- Parts of the exercise -
**a.** Answer these questions using the post on music:
(i) Which orchestra does the writer mention having played with?
(ii) Where was the ferry sailing when the writer felt "the first and finest passion"?
(iii) Which two people do some songs remind the writer of, according to the last paragraph?
**b.** From the post on music, quote the passage that begins with "And then there" and ends with "for an eternity.".

== Provided text

Sunday, August 1, 2010

music

Alas - the beauty of music. I could never lose my ability to hear. It would be akin to shutting down the very sense that allows me to feel. To laugh, to dance, to twirl, to shed my tears, to sob in my hands, to remember special moments - moments that absolutely changed my life. And those memories, along with the song, are embedded as deep as anything I could ever feel. No - to lose my hearing - I would have to take my life. Because it really is the core of my existence and becomes more so as I get older and older.
There are the firsts and the lasts - the first time I kissed, the first time I drove my own car, the first time I nailed a difficult routine with my dance partner and won the competition, the first time I played with the Edmonton Symphony Orchestra, the first time I made love, the first time I really made love,  the first day of both my marriages, the first and finest passion I felt while sailing on a ferry between the islands in Seattle with a special someone, the first time I held my daughter, the first time I felt someone loved me truly - just thinking about these special times brings a rush of beautiful memories back and somehow validates that I have lived and loved. Felt great joy and great sorrow. That I am sensitive and compassionate. That I left a impression on all of the lives I have touched.
And then there are the songs that remind me of certain people. Just hearing them brings up emotion and memories of times since past and the fond hope of reunification. The songs of comfort when I have lost someone - or the songs that remind me of those beautiful souls I have lost to heaven for an eternity.
There are songs that remind me of my father and my mother. Of being a child.

====
== The data

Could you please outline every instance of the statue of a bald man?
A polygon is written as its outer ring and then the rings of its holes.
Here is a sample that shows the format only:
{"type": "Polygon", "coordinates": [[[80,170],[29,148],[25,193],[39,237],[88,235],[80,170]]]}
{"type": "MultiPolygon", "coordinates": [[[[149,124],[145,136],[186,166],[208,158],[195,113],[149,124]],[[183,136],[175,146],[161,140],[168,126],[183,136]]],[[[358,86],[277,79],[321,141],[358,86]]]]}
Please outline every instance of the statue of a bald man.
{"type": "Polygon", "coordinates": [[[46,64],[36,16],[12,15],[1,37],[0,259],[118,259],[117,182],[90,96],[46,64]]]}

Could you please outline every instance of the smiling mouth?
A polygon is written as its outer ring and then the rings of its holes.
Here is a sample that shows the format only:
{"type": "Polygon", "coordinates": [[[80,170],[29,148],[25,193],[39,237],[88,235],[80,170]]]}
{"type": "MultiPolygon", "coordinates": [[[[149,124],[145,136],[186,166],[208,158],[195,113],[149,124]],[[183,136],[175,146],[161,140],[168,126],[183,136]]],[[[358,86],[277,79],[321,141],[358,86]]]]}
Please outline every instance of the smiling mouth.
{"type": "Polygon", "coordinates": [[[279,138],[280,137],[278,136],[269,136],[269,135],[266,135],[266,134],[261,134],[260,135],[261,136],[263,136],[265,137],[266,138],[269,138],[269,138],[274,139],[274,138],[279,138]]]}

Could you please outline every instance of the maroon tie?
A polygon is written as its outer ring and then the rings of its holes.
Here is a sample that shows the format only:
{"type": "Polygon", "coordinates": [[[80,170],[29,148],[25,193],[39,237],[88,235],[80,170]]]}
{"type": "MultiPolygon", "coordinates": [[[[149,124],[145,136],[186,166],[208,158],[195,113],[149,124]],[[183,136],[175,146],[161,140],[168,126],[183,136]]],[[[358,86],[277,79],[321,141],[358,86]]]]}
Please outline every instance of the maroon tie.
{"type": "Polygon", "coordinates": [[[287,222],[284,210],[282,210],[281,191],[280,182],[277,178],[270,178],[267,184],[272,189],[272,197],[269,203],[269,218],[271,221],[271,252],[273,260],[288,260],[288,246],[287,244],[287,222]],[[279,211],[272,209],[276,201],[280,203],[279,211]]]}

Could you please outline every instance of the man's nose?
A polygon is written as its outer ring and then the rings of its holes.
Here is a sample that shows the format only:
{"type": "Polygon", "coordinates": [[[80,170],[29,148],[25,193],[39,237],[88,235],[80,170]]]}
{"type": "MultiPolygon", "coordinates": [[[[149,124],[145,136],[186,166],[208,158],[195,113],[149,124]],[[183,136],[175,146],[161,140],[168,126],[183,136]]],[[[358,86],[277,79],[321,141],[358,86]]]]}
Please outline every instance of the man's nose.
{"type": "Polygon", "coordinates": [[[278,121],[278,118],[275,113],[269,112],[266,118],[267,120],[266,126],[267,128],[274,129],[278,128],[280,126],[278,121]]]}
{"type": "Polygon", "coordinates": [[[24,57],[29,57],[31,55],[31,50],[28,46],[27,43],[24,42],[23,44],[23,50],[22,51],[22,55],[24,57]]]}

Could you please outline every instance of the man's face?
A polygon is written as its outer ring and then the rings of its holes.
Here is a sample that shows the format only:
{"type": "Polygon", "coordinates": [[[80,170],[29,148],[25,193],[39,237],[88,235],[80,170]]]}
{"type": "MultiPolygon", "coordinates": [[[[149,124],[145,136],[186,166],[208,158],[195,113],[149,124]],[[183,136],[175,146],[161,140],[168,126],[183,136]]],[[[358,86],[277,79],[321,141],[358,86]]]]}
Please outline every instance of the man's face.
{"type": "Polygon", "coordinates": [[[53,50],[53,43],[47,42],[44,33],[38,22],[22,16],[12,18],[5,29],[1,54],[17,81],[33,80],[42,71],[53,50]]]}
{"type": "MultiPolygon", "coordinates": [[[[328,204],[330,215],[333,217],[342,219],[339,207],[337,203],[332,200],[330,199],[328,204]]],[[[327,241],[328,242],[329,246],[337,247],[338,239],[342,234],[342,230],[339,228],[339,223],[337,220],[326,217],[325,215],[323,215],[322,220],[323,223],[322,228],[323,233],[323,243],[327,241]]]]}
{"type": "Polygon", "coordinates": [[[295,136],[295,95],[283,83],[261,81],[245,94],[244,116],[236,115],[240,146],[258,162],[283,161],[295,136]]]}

====

- Your written answers -
**a.**
(i) The Edmonton Symphony Orchestra.
(ii) Between the islands in Seattle.
(iii) The writer's father and mother.

**b.**
And then there are the songs that remind me of certain people. Just hearing them brings up emotion and memories of times since past and the fond hope of reunification. The songs of comfort when I have lost someone - or the songs that remind me of those beautiful souls I have lost to heaven for an eternity.